● Prompt
Please set out all of the data below as a numbered list, leaving out any blank lines.
>> Begin
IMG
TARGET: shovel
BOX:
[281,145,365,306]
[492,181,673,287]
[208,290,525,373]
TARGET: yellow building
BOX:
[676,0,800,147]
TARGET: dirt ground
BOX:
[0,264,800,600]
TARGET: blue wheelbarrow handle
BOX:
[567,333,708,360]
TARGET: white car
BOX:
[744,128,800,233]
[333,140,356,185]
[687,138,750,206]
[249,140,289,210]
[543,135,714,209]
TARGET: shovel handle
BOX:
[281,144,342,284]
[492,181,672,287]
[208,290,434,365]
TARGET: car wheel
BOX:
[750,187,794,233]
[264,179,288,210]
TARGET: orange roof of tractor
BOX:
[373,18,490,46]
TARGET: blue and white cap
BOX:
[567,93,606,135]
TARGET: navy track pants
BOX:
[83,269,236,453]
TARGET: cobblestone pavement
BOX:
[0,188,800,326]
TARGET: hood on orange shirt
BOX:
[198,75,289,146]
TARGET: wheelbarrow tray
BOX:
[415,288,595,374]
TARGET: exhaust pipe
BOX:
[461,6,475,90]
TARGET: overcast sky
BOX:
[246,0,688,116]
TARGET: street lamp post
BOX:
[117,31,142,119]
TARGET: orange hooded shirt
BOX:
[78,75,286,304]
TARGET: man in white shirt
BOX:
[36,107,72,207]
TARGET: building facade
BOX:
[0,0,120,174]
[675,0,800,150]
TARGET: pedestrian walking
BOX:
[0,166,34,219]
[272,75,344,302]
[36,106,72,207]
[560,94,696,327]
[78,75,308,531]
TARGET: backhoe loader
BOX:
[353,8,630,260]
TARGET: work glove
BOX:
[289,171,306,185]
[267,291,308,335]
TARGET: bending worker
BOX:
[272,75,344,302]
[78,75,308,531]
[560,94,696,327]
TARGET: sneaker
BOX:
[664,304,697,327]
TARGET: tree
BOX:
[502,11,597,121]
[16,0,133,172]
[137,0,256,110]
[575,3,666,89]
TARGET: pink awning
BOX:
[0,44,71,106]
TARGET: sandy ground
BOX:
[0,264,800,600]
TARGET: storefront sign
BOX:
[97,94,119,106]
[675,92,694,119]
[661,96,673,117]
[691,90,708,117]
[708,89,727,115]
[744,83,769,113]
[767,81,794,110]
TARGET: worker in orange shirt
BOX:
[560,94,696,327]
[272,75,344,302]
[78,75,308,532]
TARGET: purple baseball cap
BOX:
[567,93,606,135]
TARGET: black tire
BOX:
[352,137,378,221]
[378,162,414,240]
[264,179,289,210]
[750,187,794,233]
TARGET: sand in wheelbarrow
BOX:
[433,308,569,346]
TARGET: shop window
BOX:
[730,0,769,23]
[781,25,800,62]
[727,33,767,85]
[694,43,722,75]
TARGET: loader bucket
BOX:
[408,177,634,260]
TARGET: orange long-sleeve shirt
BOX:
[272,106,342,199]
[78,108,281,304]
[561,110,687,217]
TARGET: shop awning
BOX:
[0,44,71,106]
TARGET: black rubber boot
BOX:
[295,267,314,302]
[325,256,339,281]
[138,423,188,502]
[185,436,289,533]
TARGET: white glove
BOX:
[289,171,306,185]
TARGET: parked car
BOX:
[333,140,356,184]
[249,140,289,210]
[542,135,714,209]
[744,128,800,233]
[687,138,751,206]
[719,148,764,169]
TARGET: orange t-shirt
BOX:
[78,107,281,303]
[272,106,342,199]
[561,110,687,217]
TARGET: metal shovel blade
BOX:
>> End
● Result below
1. IMG
2. TARGET: shovel
3. BOX:
4. [281,145,365,306]
5. [492,181,673,287]
6. [208,290,525,373]
7. TARGET: yellow building
8. BOX:
9. [676,0,800,147]
10. TARGET: dirt ground
11. BOX:
12. [0,264,800,600]
13. TARGET: blue wheelbarrow handle
14. BOX:
15. [567,333,708,360]
16. TARGET: white car
17. BOX:
18. [744,128,800,233]
19. [333,140,356,185]
20. [687,138,750,206]
21. [249,140,289,210]
22. [543,135,714,209]
23. TARGET: shovel handle
24. BOX:
25. [281,144,342,284]
26. [492,181,672,287]
27. [208,290,434,365]
28. TARGET: car wheel
29. BOX:
30. [750,187,794,233]
31. [264,179,288,210]
32. TARGET: orange roof of tractor
33. BOX:
34. [373,18,490,46]
35. TARGET: blue and white cap
36. BOX:
37. [567,93,606,135]
38. TARGET: navy track pants
39. BOX:
40. [83,269,236,453]
41. TARGET: cobblestone pavement
42. BOX:
43. [0,188,800,326]
44. TARGET: hood on orange shirt
45. BOX:
46. [198,75,289,146]
47. TARGET: wheelbarrow tray
48. BOX:
49. [415,288,595,374]
50. TARGET: exhaust pipe
51. BOX:
52. [461,6,475,90]
53. TARGET: overcast sky
54. BOX:
55. [246,0,688,116]
56. TARGET: street lamp post
57. BOX:
58. [117,31,142,119]
59. TARGET: orange hooded shirt
60. BOX:
61. [78,75,286,304]
62. TARGET: man in white shirt
63. BOX:
64. [36,107,72,207]
65. TARGET: building facade
66. BOX:
67. [0,0,120,174]
68. [675,0,800,150]
69. TARGET: pedestrian walking
70. BOX:
71. [0,166,34,219]
72. [272,75,344,302]
73. [36,106,72,207]
74. [560,94,696,327]
75. [78,75,308,531]
76. TARGET: backhoe loader
77. BOX:
78. [353,8,630,260]
79. TARGET: work glove
80. BOX:
81. [289,171,306,185]
82. [267,291,308,335]
83. TARGET: bending worker
84. BOX:
85. [272,75,344,302]
86. [78,75,308,531]
87. [560,94,696,327]
88. TARGET: sneaker
89. BOX:
90. [664,304,697,327]
91. TARGET: tree
92. BOX:
93. [502,11,597,121]
94. [16,0,133,172]
95. [137,0,256,110]
96. [575,3,666,89]
97. TARGET: pink awning
98. BOX:
99. [0,44,71,106]
100. TARGET: sandy ground
101. BOX:
102. [0,264,800,600]
103. TARGET: storefront sign
104. BOX:
105. [97,94,119,106]
106. [675,92,694,119]
107. [661,96,673,117]
108. [691,90,708,117]
109. [708,89,727,115]
110. [744,83,769,113]
111. [767,81,794,110]
112. TARGET: worker in orange shirt
113. BOX:
114. [560,94,696,327]
115. [272,75,344,302]
116. [78,75,308,532]
117. TARGET: purple baseball cap
118. BOX:
119. [567,93,606,135]
120. TARGET: black tire
121. BOX:
122. [352,137,378,221]
123. [378,162,414,240]
124. [264,179,289,210]
125. [750,187,794,233]
126. TARGET: sand in wheelbarrow
127. BOX:
128. [433,308,569,346]
129. TARGET: shop window
130. BOX:
131. [730,0,769,23]
132. [781,25,800,62]
133. [727,33,767,85]
134. [694,43,722,75]
135. TARGET: loader bucket
136. BOX:
137. [408,177,634,260]
138. TARGET: orange long-sleeve shirt
139. BOX:
140. [272,106,342,199]
141. [78,108,281,304]
142. [561,110,687,217]
143. TARGET: shop awning
144. BOX:
145. [0,44,71,106]
146. TARGET: black rubber boot
147. BOX:
148. [295,267,314,302]
149. [325,256,339,281]
150. [138,423,188,502]
151. [185,436,289,533]
152. TARGET: white glove
153. BOX:
154. [289,171,306,185]
155. TARGET: parked car
156. BOX:
157. [333,140,356,184]
158. [249,140,289,210]
159. [542,135,714,209]
160. [744,128,800,233]
161. [687,138,751,206]
162. [719,148,764,169]
163. TARGET: orange t-shirt
164. BOX:
165. [78,107,281,303]
166. [272,106,342,199]
167. [561,110,687,217]
168. TARGET: metal shovel blade
169. BOX:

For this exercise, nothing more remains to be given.